_Data extracted from a collection_
********************

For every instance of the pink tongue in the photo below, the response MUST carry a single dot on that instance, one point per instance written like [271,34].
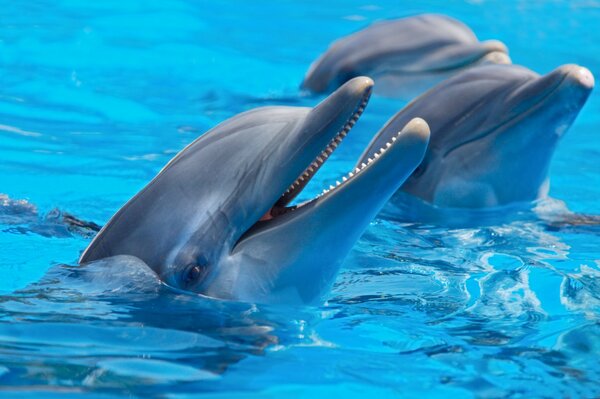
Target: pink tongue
[266,216]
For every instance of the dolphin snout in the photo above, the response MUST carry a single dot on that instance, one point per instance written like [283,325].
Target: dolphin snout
[495,45]
[578,76]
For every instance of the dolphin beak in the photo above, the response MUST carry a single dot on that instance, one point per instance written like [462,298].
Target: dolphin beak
[577,76]
[340,109]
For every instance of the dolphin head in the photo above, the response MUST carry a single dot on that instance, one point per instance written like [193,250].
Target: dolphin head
[216,219]
[413,51]
[495,129]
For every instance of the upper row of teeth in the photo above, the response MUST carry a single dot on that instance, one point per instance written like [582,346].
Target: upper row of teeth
[312,168]
[360,168]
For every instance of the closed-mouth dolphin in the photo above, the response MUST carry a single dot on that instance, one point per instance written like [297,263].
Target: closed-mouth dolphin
[494,131]
[404,56]
[216,219]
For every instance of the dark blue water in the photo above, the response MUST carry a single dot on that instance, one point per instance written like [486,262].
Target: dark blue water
[95,97]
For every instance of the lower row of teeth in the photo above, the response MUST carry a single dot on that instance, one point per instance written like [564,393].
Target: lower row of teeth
[360,168]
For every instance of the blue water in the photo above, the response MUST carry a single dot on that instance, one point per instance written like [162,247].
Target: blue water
[95,97]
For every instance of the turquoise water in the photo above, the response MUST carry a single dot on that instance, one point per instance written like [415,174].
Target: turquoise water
[97,96]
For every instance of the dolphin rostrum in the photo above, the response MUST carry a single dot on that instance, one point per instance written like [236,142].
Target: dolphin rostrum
[217,218]
[494,131]
[404,56]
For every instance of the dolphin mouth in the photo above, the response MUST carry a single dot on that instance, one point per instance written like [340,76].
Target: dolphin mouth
[281,205]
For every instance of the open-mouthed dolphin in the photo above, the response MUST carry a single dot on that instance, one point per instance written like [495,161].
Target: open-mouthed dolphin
[494,131]
[404,56]
[216,219]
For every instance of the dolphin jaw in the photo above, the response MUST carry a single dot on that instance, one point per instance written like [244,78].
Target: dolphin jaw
[280,208]
[347,179]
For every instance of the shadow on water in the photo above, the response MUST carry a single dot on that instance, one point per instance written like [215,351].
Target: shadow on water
[111,325]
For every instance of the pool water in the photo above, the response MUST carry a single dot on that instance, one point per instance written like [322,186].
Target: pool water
[97,96]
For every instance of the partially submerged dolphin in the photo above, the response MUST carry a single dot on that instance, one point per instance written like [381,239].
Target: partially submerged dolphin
[217,221]
[404,56]
[494,131]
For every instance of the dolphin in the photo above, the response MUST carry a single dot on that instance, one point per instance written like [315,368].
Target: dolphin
[404,56]
[217,219]
[494,131]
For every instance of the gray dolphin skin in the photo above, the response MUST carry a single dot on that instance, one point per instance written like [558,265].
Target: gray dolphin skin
[404,56]
[217,219]
[494,131]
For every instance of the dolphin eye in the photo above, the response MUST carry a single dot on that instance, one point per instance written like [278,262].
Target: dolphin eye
[193,273]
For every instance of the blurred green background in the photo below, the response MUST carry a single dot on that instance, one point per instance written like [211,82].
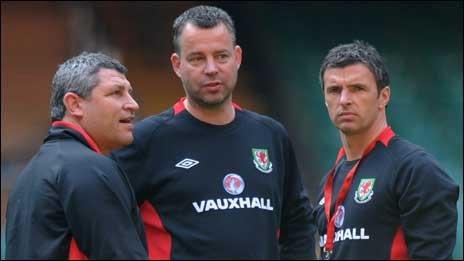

********************

_Required work_
Please output every entry above exactly, without the pictures.

_Completed exercise_
For every instance of the pink tongue in the photo below, the response MUST carry a single dot on that instance, one point per instance written like [271,34].
Target: pink tongue
[266,216]
For every instance of the dolphin snout in the photo above, the response MUST carry a single dot on that instance, one point per instance written like [283,325].
Target: dolphin snout
[495,45]
[578,76]
For every instance of the dolphin beak in the photo above, the response MUST carry a single dot on that instance, one point per instance written like [462,298].
Target: dolphin beak
[577,76]
[340,109]
For every instance of the dolphin head in the photo above, the response MUST carry a single dot on that instance, one point per instance written like [193,250].
Target: dolphin head
[216,219]
[413,51]
[495,129]
For every instance of the upper row of teeth in the photo above, the response MUST carry a single dot on that instance, one point per instance written like [582,346].
Target: upper row of teeth
[312,168]
[360,168]
For every instance of the closed-mouth dolphin in the photo above, the response MUST carry a single dot on that instance, one point per instance written like [297,263].
Target: closed-mouth dolphin
[494,131]
[404,56]
[216,219]
For every instance of the dark blue water in the photo above, the response MUST carry a single dot on that instance, one point per instance written like [486,262].
Target: dark blue water
[95,97]
For every instance of the lower row of teeth in the photo above, the response MUST carry a single dot on that instance, one point per instance written like [564,393].
Target: lower row of teeth
[360,168]
For every instance of the blue water in the photo above, the response MUST carry a single dot on that instance, one point per instance written like [162,247].
Target: blue water
[95,97]
For every instance of the turquoise water in the photo above, the response MUST carry a single dot on that instance, one point per instance written like [415,174].
Target: turquoise water
[97,96]
For every instance of the dolphin rostrum in the photo above, the response MUST carry a single dot on that instance, one point per instance written like [236,142].
Target: dolphin rostrum
[217,218]
[494,131]
[404,56]
For every instance of the dolphin mouth in the photo above, the response MUST carry a single dot on that instance, one point per instance written like [340,76].
Target: dolphin mouth
[281,205]
For every instance of the open-mouthed dolphin in the photo above, the response MUST carry a single dot on that instance, one point per instance written like [495,161].
Target: open-mouthed dolphin
[494,131]
[404,56]
[216,219]
For every instance of the dolphin jaw in the photo above, the response MUST carry a single dot on that instance, one point per instance written like [244,78].
Target: dolphin jaw
[280,208]
[347,179]
For every instance of the shadow on water in the photo above, the response MUST carry a single dot on that instance, one point per instance written like [215,351].
Target: shadow on water
[111,325]
For every instance of the pool water in the photo above, the response MUST carry a single dot on that instance, one point per instance written like [322,186].
Target: pool water
[97,96]
For every instance of the partially submerged dolphin in the photo above, the response MUST carry a single dot on that instance, one point per instance written like [381,239].
Target: partially submerged dolphin
[217,221]
[404,56]
[494,131]
For every instance of the dolphin in the photo above, the response MUST carry a single dot on that instance, one point per instance written like [315,368].
Target: dolphin
[404,56]
[217,219]
[494,131]
For every instance of the gray dolphin skin in the photo above, the response MUST carry a single dot on that instance, one point per instance written like [558,265].
Target: gray dolphin skin
[404,56]
[217,219]
[494,131]
For every instance of the dolphin eye in the photo above, the response MUST carry a single dot on that instance, one point per instance written like [278,262].
Target: dolphin eye
[193,273]
For every instance of the blurred green background in the photo below, the response MUST carry a single dot on that instance, one point per instance written like [211,82].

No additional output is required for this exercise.